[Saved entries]
--------------------

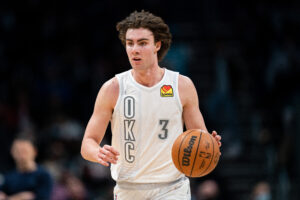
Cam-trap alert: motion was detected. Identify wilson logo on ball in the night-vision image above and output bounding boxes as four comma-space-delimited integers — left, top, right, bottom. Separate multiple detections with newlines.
160, 85, 174, 97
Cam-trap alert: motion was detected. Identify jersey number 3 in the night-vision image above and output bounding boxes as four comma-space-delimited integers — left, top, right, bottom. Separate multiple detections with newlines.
158, 119, 169, 140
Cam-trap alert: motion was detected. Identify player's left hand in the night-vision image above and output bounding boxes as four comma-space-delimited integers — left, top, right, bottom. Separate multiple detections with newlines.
211, 131, 222, 147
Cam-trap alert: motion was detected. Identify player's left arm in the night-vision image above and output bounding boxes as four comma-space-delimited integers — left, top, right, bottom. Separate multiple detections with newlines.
178, 75, 221, 146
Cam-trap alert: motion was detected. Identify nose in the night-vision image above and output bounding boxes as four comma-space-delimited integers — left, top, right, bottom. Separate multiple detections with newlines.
132, 44, 140, 55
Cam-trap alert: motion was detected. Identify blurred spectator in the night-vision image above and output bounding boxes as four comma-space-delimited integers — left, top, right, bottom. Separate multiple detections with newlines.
250, 182, 272, 200
51, 172, 88, 200
195, 179, 220, 200
0, 136, 53, 200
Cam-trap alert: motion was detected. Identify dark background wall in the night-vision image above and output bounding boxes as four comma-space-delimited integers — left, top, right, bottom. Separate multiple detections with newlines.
0, 0, 300, 199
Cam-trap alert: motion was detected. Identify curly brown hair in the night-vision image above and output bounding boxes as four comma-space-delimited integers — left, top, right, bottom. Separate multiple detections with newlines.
116, 10, 172, 61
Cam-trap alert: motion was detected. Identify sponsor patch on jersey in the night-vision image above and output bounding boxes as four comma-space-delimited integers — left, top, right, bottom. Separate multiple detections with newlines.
160, 85, 174, 97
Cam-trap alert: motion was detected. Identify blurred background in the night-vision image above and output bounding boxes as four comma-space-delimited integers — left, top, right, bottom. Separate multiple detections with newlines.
0, 0, 300, 200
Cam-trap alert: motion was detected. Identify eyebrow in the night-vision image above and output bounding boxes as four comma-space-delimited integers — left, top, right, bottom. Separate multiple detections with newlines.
126, 38, 149, 42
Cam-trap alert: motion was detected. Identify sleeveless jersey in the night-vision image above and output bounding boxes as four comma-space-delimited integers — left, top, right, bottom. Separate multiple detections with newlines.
111, 69, 184, 183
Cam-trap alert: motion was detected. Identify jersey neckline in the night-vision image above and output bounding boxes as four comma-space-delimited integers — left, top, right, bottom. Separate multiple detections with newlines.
129, 68, 168, 90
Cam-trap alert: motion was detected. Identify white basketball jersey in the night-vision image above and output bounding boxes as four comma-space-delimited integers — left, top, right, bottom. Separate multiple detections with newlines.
111, 69, 183, 183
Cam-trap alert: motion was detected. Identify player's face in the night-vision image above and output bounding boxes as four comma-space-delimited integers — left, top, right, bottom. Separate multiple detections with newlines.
126, 28, 161, 70
11, 140, 36, 164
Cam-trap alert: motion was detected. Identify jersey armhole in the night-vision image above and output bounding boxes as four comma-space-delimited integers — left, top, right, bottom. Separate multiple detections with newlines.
112, 75, 123, 115
175, 72, 183, 111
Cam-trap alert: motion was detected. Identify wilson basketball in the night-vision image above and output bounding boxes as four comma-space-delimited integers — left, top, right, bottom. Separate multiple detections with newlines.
172, 129, 220, 177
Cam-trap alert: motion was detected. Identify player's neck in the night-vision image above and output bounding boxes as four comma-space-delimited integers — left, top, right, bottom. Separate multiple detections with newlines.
132, 65, 165, 87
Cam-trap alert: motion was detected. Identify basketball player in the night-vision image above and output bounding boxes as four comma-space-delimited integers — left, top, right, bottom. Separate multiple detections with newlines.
81, 11, 221, 200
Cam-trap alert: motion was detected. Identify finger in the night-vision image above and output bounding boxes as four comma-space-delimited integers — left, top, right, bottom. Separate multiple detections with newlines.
98, 150, 118, 164
98, 158, 109, 167
215, 135, 222, 141
100, 148, 118, 161
103, 145, 120, 156
211, 131, 218, 137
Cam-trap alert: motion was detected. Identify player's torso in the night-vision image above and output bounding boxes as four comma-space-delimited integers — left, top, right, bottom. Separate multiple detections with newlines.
111, 69, 183, 183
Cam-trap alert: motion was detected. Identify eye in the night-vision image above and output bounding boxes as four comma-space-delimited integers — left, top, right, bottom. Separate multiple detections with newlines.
126, 42, 133, 46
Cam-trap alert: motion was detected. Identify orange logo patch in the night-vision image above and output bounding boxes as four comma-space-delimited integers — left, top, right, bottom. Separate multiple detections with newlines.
160, 85, 174, 97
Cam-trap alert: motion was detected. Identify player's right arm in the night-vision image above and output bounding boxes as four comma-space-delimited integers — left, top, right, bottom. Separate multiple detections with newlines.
81, 77, 119, 166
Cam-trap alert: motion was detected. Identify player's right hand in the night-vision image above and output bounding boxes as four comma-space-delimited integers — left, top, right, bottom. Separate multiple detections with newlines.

--------------------

Objective: Which lines of the material above contain the word "orange"? List each of them in full, matching case exactly.

Solution to this task:
Cam-trap alert: motion was detected. Identify orange logo patch in the night-vision image above and output bounding boxes as four comma-space-delimited integers — left, top, right, bottom. Separate multiple detections with newlines.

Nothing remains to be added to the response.